**STATED GOAL 1**
In the passage about HMRC and loan schemes, in what year did the law change so that anyone running an employment scheme could give the Revenue early notice of how it would work?

Gordon could also see how far back HMRC’s knowledge of these arrangements went. In 2004, the law had changed to allow anyone running an employment scheme to give the Revenue early notice of how it would work. The idea was that HMRC could block the new schemes if it thought they weren’t legitimate, or open investigations into the people that used them. Many of the schemes did notify the Revenue: at the time, says Gordon, there was “no real downside” for the promoters who did so.

HMRC may have been aware, then, of the schemes through which Gary was being paid as much as three years before he started using them, and 13 years before he received his first demand for payment. Similar schemes had been used since the 1980s by company directors to reduce the tax on their bonuses; the first scheme used to pay contractors began operating around 2000.

To a regular person, this might sound a bit like the police agreeing that people should be allowed to sell highly addictive drugs, as long as they filed the correct form and agreed that their crimes could be investigated ten years later. Such an arrangement would probably lead the public to conclude that such drugs were now legal, and that’s what happened: contractors like Gary saw that the schemes had HMRC reference numbers, they saw their gross pay reduced by about a fifth – in some cases the reductions were marked “tax and expenses” on people’s payslips – and they concluded that they were paying tax in a legitimate manner.

Many were also reassured by the letters they received from HMRC which told them that “routine inquiries” were being conducted into their tax arrangements: if anything was wrong, HMRC would tell them. “That is a standard letter,” explains Gordon, “but not everyone knows it’s a standard letter. So they assume that if they hear nothing from the Revenue, for ten years, the Revenue has no problem.”

What they didn’t realise was that these letters served another purpose. Typically, the Revenue has four years in which to query a taxpayer’s affairs. HMRC had spent years trying and failing to win tribunals against the original users of loan schemes. “By 2015, the Revenue had missed the boat,” explains Gordon; companies that had sold loan schemes in the 2000s were now safely beyond reach.

But the same was not true of all the workers who had used the schemes. By sending Gary (and tens of thousands of other employees) a letter, HMRC had given their cases a new legal status: they were open inquiries, for which there is no time limit. “Because they had these zombie inquiries open,” explains Gordon, “they had a foot in the door. The employees were still fair game.”

**STATED GOAL 2**
Reproduce the records word for word, from the line that contains "bumper in the photo above." through the end of the records.

**PROVIDED DATA**
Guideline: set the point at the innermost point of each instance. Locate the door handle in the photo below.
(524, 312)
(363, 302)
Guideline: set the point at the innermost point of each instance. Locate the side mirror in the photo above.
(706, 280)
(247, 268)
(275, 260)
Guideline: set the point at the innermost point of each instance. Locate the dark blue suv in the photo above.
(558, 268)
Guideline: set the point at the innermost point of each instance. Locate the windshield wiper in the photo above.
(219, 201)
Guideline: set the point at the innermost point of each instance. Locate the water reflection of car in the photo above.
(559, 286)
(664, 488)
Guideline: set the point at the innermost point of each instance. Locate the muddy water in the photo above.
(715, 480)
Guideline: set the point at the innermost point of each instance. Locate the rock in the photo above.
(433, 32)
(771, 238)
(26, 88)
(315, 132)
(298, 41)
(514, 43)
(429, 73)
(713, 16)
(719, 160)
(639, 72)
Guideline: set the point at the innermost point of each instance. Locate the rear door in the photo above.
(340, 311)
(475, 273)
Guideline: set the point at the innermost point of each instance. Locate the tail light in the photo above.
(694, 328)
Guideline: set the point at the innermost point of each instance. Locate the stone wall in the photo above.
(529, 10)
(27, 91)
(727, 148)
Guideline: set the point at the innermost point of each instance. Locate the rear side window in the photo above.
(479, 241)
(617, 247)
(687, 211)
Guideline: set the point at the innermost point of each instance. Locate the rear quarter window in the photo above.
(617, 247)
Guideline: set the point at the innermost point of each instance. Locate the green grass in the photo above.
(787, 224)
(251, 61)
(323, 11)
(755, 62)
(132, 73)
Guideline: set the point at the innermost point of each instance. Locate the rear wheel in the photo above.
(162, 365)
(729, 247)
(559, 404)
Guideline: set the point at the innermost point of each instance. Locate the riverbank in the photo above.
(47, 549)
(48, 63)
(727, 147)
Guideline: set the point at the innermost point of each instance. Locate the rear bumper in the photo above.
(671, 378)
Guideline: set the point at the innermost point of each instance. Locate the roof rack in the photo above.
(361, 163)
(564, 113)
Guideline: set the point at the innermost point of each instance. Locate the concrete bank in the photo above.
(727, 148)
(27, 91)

**TASK OUTPUT 1**
2004

**TASK OUTPUT 2**
Guideline: set the point at the innermost point of each instance. Locate the rear bumper in the photo above.
(671, 378)
Guideline: set the point at the innermost point of each instance. Locate the roof rack in the photo above.
(361, 163)
(564, 113)
Guideline: set the point at the innermost point of each instance. Locate the concrete bank in the photo above.
(727, 148)
(27, 91)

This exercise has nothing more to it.